- **DO ZROBIENIA**: Zaktualizuj wszystkie rekordy, zastępując "integer pairs" przez "number pairs" i nie zmieniając niczego poza tym. Obrazów nie przepisuj.

---- DANE WEJŚCIOWE

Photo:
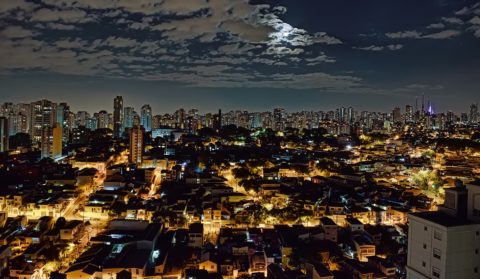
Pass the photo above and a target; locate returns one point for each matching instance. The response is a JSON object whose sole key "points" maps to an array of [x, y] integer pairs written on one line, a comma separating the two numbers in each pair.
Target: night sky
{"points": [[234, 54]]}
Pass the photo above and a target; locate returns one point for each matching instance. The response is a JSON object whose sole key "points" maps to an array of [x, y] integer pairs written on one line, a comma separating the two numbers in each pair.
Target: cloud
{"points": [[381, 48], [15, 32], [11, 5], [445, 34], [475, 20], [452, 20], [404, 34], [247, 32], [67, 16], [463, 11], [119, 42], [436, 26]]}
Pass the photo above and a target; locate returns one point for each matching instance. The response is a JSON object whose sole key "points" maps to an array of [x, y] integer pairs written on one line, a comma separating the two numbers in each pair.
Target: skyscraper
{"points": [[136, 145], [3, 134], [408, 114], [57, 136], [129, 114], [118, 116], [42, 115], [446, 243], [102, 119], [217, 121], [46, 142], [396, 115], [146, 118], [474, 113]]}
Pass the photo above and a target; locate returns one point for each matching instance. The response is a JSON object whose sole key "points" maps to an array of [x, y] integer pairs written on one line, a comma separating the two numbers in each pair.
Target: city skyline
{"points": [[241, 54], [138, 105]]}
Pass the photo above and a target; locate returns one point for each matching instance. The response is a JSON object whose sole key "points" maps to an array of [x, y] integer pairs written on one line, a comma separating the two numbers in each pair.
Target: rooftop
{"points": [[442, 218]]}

--------

- **ROZWIĄZANIE ZADANIA**:
Photo:
Pass the photo above and a target; locate returns one point for each matching instance. The response is a JSON object whose sole key "points" maps to an array of [x, y] number pairs written on one line, a comma separating the two numbers in each pair.
Target: night sky
{"points": [[234, 54]]}
Pass the photo above and a target; locate returns one point for each matching instance. The response is a JSON object whose sole key "points" maps to an array of [x, y] number pairs written on one line, a comma separating the two numbers in each pair.
Target: cloud
{"points": [[381, 48], [15, 32], [11, 5], [445, 34], [475, 20], [452, 20], [404, 34], [247, 32], [67, 16], [463, 11], [119, 42], [436, 26]]}
Pass the photo above and a target; locate returns one point for each matching instance. The response is a JSON object whose sole key "points" maps to an array of [x, y] number pairs written on one line, a comma separating the two numbers in each pair.
Target: skyscraper
{"points": [[136, 145], [3, 134], [408, 114], [57, 136], [129, 114], [118, 116], [42, 115], [446, 243], [102, 119], [217, 121], [46, 142], [396, 115], [146, 118], [474, 113]]}
Pass the photo above and a target; locate returns one point for each matching instance. The response is a JSON object whose sole key "points" maps to an array of [x, y] number pairs written on one line, a comma separating the two numbers in each pair.
Target: city skyline
{"points": [[241, 54], [138, 105]]}
Pass the photo above and a target; locate returns one point for each matching instance. The response is a JSON object whose sole key "points" maps to an array of [x, y] number pairs written on one line, a comma separating the two numbers in each pair.
Target: rooftop
{"points": [[442, 218]]}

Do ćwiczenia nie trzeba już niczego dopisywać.